* **Do this**:
Answer these questions using the passage below on John Wood and the stone monuments near Bath.
(a) Whose patronage did Wood's sketches of the stones at Stanton Drew earn him?
(b) In what year did Wood publish his work on Stonehenge?
(c) Who built the stone monuments according to William Stukeley?

* **Provided text**:
-.-.-

Ugliness and Judgment
By Timothy Hyde
In the summer of 1740, John Wood the Elder ventured his first study of the lithic monuments that surrounded his native city of Bath, drawing sketches of the stones at Stanton Drew. These earned him the patronage of Edward Harley, second Earl of Oxford, which enabled Wood to undertake more deliberate surveys. These he carried out at the end of the same summer, first at Stanton Drew and then at Stonehenge. His study of Stanton Drew was the basis for the chapters in the Essay towards a Description of Bath, while the work on Stonehenge Wood published in 1747 as Choir Gaure, Vulgarly Called Stonehenge, on Salisbury Plain, Described, Restored, and Explained. With the latter publication, Wood joined a debate over the origins and significance of the megaliths that extended from Inigo Jones’s posthumously published survey and reconstruction, which he carried out for King James I in 1620, to the contrary arguments put forward by William Stukeley in 1740. The axes of dispute were the authorship of the stone monuments – Roman according to Jones and Druidic according to Stukeley – and therefore their significance, pagan but imperial in Jones’s account and proto-Christian and trinitarian in Stukeley’s. Wood argued for their Druidic attribution, but with the origin of their architectural arrangement traceable, like that of Stanton Drew, to the divine architectural source of the Temple of Solomon.

-.-.-

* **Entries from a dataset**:
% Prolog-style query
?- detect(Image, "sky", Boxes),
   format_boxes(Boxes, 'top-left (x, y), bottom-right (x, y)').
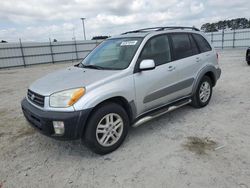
top-left (0, 0), bottom-right (250, 42)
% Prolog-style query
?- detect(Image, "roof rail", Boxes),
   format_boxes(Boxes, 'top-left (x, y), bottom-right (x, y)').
top-left (122, 26), bottom-right (200, 35)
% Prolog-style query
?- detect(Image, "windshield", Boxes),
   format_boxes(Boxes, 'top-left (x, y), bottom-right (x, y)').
top-left (81, 38), bottom-right (142, 70)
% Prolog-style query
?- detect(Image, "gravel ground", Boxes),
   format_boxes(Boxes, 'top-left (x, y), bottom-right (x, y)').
top-left (0, 50), bottom-right (250, 188)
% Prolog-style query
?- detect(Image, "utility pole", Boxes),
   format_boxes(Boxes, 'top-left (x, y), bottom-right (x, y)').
top-left (80, 18), bottom-right (86, 40)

-.-.-

* **Task output**:
(a) Edward Harley, second Earl of Oxford
(b) 1747
(c) The Druids